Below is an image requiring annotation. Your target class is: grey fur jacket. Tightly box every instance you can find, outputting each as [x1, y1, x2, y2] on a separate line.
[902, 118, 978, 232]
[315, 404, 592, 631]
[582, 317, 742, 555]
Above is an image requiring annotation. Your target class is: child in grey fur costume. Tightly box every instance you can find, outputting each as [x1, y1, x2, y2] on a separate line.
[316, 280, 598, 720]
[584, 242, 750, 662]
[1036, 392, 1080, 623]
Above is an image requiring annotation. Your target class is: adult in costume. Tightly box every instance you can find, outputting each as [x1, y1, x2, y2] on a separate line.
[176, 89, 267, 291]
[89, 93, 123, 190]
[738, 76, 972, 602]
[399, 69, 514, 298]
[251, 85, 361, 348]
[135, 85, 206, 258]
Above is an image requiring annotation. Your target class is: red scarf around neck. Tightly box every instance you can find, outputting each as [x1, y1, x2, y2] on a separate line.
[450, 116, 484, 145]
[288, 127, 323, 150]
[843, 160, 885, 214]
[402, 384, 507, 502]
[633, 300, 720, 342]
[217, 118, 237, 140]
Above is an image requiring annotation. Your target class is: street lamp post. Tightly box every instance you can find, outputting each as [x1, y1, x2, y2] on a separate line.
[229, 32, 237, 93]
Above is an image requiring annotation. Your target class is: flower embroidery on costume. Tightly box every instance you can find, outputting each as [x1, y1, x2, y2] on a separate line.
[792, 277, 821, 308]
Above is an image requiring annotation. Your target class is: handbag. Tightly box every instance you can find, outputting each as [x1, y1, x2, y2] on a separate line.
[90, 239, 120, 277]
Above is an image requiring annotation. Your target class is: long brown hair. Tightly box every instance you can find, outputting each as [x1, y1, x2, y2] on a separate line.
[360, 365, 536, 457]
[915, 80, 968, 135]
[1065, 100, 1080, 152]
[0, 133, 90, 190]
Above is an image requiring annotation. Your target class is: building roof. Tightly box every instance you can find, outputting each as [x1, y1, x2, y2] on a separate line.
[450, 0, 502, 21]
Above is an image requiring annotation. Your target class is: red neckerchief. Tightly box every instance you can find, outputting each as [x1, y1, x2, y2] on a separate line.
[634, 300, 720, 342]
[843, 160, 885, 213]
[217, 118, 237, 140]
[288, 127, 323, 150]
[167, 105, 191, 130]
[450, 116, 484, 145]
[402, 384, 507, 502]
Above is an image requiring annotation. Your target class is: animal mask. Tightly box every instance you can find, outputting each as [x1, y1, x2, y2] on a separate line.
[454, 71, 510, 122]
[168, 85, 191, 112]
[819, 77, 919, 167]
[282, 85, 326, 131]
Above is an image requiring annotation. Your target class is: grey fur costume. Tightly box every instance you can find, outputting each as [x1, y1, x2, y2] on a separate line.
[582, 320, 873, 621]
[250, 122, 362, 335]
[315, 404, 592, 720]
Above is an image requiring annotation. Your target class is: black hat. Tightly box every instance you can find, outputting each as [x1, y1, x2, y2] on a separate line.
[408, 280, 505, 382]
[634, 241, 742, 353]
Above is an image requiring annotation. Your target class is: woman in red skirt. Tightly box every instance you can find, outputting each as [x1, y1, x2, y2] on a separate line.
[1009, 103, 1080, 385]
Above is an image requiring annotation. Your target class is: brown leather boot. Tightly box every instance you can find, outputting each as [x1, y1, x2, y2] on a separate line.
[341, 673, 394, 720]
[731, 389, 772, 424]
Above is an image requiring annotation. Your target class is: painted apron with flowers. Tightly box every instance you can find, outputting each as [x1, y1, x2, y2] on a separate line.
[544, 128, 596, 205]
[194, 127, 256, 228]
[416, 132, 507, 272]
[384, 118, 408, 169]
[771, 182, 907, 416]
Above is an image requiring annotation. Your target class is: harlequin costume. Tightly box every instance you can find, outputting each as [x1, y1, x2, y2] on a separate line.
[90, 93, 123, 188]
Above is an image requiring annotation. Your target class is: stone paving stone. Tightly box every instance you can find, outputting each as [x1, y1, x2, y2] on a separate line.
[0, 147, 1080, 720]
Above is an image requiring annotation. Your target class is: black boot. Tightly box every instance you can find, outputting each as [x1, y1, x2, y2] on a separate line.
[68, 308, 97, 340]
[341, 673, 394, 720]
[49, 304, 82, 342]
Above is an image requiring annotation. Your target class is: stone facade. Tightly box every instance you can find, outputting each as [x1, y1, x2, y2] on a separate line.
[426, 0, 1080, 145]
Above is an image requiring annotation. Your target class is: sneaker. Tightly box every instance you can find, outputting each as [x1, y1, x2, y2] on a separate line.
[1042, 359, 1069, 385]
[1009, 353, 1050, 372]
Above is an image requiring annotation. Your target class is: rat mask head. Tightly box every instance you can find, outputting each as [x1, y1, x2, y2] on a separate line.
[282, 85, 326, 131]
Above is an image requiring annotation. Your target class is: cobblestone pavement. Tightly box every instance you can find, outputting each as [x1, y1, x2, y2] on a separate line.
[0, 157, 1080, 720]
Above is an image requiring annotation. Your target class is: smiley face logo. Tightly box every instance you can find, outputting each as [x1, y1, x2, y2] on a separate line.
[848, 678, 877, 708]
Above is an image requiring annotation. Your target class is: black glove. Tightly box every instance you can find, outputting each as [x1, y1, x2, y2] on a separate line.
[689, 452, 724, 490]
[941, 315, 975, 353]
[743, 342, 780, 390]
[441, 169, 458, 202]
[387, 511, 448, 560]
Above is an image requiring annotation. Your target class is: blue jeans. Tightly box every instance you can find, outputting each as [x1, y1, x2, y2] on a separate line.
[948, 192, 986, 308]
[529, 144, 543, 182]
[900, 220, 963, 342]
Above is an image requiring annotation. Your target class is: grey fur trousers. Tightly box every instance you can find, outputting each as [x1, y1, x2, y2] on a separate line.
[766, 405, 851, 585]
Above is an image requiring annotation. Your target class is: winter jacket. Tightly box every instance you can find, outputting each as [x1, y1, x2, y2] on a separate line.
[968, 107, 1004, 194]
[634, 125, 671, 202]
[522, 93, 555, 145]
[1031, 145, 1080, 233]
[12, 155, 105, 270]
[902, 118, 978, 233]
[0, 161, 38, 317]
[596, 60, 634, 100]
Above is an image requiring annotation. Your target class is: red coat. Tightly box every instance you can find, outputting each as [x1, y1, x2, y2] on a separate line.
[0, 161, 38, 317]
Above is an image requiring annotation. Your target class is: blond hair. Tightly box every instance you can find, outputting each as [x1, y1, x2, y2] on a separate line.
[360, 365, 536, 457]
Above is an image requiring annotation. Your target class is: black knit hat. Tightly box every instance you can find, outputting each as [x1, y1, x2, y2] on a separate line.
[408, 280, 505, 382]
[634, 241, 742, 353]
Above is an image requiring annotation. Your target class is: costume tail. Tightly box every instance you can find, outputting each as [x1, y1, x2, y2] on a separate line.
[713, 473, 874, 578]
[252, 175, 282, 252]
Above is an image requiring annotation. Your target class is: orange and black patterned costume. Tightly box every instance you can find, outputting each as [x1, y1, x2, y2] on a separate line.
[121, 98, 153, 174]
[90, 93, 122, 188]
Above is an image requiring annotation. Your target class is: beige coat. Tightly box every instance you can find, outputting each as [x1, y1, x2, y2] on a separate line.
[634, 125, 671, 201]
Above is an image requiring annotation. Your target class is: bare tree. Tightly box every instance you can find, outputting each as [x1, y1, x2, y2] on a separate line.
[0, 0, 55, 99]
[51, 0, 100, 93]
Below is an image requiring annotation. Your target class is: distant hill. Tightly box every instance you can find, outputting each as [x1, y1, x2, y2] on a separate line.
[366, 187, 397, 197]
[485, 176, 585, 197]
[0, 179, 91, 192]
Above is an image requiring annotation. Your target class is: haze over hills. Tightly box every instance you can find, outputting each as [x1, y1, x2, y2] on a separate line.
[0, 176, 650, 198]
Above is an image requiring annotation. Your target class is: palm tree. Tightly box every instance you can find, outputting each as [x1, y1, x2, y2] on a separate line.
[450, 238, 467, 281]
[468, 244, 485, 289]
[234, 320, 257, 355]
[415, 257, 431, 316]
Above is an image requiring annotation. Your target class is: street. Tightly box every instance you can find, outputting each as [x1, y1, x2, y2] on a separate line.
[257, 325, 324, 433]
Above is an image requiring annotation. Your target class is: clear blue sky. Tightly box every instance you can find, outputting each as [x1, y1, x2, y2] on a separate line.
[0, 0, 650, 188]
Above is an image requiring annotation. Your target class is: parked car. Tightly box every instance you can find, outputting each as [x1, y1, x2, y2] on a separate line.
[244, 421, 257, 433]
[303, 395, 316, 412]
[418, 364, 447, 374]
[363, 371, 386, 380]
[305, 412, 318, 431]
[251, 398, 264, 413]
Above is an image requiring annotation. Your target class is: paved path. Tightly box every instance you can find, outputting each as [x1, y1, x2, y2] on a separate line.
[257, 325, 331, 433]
■ ■ ■ ■
Reproduce, without any change, the lines of the items between the line holding "class is: distant" and the line holding "[0, 179, 91, 192]", inclusive.

Problem solution:
Below is an image requiring annotation. Your target class is: distant hill. Tightly box every instance you can find, outputting each as [x1, y1, x2, y2] on a separate line.
[366, 187, 397, 197]
[485, 176, 585, 197]
[0, 179, 91, 192]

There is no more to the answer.